■ **What is being asked**:
Reproduce the material below, starting with the line that contains "Target: woman's nose" and continuing through the end of the material. Offset every coordinate in the answers by adding 92, and leave all other text unchanged.

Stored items
--- START ---
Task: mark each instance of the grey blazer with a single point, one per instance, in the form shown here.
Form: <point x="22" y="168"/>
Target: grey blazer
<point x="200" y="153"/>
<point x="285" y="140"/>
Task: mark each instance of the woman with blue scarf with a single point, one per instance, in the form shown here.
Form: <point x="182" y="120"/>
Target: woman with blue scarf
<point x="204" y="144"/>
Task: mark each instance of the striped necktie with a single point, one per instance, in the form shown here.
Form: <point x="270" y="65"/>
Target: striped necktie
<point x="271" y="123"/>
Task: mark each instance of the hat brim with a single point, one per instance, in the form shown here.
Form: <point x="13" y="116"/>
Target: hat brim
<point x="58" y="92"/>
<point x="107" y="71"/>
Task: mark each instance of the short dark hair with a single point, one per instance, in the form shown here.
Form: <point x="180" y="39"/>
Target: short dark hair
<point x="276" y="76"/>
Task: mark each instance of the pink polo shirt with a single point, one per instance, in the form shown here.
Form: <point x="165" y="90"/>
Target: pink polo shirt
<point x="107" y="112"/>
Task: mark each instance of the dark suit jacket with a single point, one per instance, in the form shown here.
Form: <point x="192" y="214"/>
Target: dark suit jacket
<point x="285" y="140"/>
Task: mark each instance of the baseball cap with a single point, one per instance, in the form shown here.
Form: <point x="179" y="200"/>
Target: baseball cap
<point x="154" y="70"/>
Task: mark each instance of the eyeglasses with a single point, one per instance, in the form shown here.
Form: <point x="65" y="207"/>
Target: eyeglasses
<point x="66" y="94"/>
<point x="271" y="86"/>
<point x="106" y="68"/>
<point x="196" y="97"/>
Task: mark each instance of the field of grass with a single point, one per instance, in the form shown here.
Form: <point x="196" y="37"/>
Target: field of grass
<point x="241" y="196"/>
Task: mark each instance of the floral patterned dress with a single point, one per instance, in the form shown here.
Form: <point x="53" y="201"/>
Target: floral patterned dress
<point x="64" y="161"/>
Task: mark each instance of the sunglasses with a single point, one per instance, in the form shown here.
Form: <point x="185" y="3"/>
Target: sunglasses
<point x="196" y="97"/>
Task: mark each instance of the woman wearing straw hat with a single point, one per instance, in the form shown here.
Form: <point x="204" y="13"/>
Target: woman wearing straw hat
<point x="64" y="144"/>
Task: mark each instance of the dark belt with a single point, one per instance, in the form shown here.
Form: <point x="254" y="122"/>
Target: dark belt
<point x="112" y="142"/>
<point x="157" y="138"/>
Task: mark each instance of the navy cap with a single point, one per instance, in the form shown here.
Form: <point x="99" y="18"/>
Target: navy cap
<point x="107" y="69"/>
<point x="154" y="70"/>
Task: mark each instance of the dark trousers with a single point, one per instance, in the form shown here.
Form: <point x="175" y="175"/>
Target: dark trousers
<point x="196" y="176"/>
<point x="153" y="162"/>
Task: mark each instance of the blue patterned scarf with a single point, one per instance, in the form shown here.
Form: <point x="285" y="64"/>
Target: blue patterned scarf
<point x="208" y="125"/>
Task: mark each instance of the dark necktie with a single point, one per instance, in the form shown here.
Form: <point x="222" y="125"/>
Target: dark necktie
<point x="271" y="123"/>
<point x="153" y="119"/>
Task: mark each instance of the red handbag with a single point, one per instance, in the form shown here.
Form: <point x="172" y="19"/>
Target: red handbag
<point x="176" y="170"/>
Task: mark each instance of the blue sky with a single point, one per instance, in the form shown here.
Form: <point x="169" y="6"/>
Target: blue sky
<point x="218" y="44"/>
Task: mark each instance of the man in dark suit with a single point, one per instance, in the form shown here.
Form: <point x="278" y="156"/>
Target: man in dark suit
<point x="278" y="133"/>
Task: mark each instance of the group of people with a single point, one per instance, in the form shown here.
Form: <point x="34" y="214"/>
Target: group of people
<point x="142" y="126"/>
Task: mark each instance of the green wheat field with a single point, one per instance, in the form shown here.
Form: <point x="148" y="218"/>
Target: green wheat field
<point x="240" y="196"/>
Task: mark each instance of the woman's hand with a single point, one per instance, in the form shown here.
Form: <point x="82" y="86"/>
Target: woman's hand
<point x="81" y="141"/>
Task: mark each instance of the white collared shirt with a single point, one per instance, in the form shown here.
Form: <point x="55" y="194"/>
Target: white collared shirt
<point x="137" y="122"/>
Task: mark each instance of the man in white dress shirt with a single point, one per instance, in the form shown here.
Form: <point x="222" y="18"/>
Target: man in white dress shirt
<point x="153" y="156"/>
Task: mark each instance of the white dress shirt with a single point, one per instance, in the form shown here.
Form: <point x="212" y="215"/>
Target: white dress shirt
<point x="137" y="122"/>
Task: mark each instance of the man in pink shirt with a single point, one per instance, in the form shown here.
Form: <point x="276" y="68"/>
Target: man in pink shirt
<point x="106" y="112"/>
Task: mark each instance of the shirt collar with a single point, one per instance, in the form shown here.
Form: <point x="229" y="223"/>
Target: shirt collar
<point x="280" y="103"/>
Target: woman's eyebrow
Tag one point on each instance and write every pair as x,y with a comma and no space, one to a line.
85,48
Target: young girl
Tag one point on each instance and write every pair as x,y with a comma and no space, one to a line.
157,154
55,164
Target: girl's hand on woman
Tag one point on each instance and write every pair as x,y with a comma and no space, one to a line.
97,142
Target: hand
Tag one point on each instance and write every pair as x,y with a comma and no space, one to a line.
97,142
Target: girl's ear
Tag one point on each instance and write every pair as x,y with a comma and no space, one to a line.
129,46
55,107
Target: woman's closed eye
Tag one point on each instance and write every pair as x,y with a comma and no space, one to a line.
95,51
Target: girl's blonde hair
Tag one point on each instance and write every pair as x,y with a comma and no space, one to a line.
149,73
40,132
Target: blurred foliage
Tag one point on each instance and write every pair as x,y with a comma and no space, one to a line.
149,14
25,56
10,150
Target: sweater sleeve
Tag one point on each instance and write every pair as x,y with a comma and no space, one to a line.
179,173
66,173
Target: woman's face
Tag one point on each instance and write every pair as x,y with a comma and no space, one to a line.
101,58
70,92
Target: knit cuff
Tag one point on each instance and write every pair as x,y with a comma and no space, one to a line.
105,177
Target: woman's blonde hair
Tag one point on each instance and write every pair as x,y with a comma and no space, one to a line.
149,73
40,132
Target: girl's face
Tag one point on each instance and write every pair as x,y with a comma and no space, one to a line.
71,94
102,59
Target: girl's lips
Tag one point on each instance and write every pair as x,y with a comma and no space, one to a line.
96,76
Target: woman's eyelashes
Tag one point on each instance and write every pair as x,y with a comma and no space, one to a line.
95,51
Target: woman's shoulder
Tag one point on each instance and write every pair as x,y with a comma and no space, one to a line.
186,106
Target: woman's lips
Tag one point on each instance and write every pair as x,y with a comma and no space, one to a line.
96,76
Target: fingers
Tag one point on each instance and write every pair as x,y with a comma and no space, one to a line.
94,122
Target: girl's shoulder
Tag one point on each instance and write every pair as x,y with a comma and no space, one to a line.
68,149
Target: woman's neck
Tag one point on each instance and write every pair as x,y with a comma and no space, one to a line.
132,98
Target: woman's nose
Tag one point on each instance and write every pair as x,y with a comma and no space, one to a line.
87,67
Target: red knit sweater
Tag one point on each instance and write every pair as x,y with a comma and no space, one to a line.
--- END ---
■ **Result of the exercise**:
Target: woman's nose
Tag one point on each instance and write every pair as x,y with a comma and no space, one to a line.
179,159
Target: red knit sweater
Tag one point on each instance and write every pair as x,y with a comma and no space, one to a line.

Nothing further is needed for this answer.